### Extracted text
————
While she’s in this secluded spot, in walks Ward Phillips (played by Elliot Knight), who introduces himself as a hydrologist who’s surveying the water in the area. Ward seems to be kind of amused by Liviana’s outfit and her spiritual ritual, and he makes it clear that he’s a scientist who doesn’t believe in any of that witchy mumbo jumbo. Okay, we get it. Ward and Liviana are opposites.

Back at the farm, Liviana and Benny engage in some verbal sparring and name-calling (something they do several times in the movie) before the family settles in for the night. Their night is massively interrupted when a magenta glow takes over the atmosphere, and there’s a loud boom that feels like an explosion. Running outside, the family sees that a magenta meteorite surrounded by smoke has crashed into the front yard.

Ward and local law enforcement Sheriff Pierce (played by Josh C. Waller), who’s apparently the only cop on duty in this remote area, investigate the meteorite and don’t know what to make of it. Ward, who touches the meteor with his bare hands (not a very safe or scientific thing to do), advises the Gardners not to drink the water from their well until they can figure out what’s going on. Near the meteorite, there’s also a horrible odor that Nathan describes as smelling like a dog has been lit on fire.

Speaking of animals, Nathan is very proud to own several alpacas on the farm. He mentions the alpacas so much in the movie that it’s almost as if the screenwriters (director Stanley and Scarlett Amaris) deliberately made all these references to alpacas so people could make a drinking game out of it. It isn’t long before everyone on the farm (yes, including the alpacas) start to act strangely.
————
### Records shown
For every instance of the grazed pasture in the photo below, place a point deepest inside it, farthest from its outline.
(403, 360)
————
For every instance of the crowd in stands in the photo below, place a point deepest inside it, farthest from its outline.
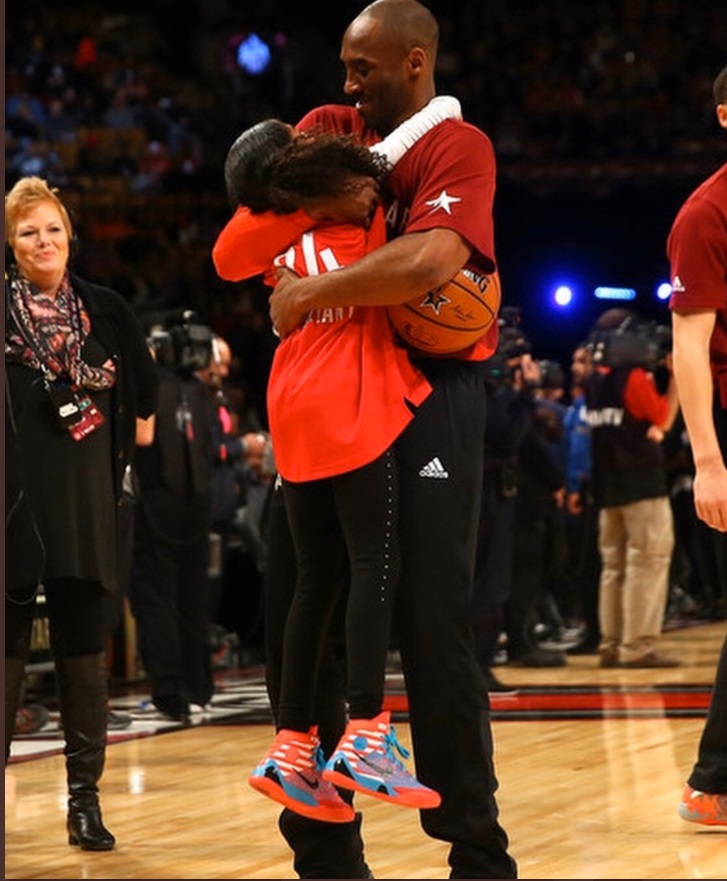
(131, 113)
————
### Task set
(A) In the movie review, what work does Ward Phillips say he does?
(B) Please translate this sentence from the movie review into Spanish: "Running outside, the family sees that a magenta meteorite surrounded by smoke has crashed into the front yard."

### Solved tasks
(A) He says he is a hydrologist surveying the water in the area.

(B) Al salir corriendo, la familia ve que un meteorito magenta rodeado de humo se ha estrellado en el patio delantero.